----- RECORDS TO USE -----

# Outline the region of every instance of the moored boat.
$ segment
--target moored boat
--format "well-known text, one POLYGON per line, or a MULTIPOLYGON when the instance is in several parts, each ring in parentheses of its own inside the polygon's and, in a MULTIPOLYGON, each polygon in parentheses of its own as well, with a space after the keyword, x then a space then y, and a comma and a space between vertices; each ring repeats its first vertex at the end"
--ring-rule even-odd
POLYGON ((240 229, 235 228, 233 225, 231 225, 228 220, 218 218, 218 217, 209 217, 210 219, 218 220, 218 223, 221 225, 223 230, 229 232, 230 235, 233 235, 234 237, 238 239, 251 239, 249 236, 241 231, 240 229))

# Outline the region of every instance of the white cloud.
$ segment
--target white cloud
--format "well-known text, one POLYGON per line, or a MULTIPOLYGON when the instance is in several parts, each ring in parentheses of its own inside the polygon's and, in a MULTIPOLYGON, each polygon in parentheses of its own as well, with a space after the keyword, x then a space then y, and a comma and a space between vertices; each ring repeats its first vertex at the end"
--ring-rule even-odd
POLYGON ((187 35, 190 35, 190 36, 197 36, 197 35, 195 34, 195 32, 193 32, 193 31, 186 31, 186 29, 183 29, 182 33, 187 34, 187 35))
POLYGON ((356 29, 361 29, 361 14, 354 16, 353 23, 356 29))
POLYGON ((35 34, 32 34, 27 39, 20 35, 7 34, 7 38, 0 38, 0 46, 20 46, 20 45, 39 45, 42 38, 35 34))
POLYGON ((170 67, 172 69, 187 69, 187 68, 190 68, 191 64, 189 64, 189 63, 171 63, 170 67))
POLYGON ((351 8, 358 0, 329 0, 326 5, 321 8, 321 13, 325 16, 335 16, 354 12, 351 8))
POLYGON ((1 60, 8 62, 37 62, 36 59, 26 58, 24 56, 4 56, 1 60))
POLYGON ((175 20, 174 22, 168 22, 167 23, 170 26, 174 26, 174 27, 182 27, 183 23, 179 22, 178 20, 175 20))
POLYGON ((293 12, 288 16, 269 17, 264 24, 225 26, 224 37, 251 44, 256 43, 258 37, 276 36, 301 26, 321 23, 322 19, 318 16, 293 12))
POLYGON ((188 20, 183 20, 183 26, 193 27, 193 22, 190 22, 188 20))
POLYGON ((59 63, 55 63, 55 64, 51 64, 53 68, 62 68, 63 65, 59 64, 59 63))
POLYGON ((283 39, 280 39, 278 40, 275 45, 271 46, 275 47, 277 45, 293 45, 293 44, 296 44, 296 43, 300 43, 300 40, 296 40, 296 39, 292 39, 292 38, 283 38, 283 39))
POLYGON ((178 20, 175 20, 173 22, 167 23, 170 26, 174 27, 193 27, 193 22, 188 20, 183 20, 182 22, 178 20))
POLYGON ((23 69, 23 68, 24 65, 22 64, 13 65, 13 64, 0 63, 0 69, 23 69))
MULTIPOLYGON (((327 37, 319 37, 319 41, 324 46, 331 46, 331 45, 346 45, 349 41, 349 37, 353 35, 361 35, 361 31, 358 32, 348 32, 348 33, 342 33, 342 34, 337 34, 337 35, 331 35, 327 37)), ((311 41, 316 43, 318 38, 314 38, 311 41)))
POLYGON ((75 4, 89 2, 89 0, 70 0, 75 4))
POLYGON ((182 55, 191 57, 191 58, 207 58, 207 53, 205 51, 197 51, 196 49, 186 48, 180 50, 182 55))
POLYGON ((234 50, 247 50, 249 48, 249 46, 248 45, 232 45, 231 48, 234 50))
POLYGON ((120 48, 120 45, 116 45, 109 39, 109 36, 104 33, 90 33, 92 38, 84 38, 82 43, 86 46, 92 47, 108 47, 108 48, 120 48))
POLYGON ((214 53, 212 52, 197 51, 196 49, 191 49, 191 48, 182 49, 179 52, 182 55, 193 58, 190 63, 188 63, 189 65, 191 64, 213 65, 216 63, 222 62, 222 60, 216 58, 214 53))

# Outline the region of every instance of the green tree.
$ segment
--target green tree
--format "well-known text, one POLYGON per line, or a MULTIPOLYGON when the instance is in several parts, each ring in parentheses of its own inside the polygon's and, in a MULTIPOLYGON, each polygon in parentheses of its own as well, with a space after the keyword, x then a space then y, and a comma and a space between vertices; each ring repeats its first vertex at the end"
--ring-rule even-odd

-----

WHAT IS ASKED: Convert the records from their first line through the line containing "POLYGON ((240 229, 235" into a JSON list of strings, one string per line, omitting blank lines.

ANSWER FOR THIS EXERCISE:
[
  "# Outline the region of every instance of the moored boat.",
  "$ segment",
  "--target moored boat",
  "--format \"well-known text, one POLYGON per line, or a MULTIPOLYGON when the instance is in several parts, each ring in parentheses of its own inside the polygon's and, in a MULTIPOLYGON, each polygon in parentheses of its own as well, with a space after the keyword, x then a space then y, and a comma and a space between vertices; each ring repeats its first vertex at the end\"",
  "--ring-rule even-odd",
  "POLYGON ((240 229, 235 228, 233 225, 231 225, 228 220, 218 218, 218 217, 209 217, 210 219, 218 220, 218 223, 221 225, 223 230, 229 232, 230 235, 233 235, 234 237, 238 239, 251 239, 249 236, 241 231, 240 229))"
]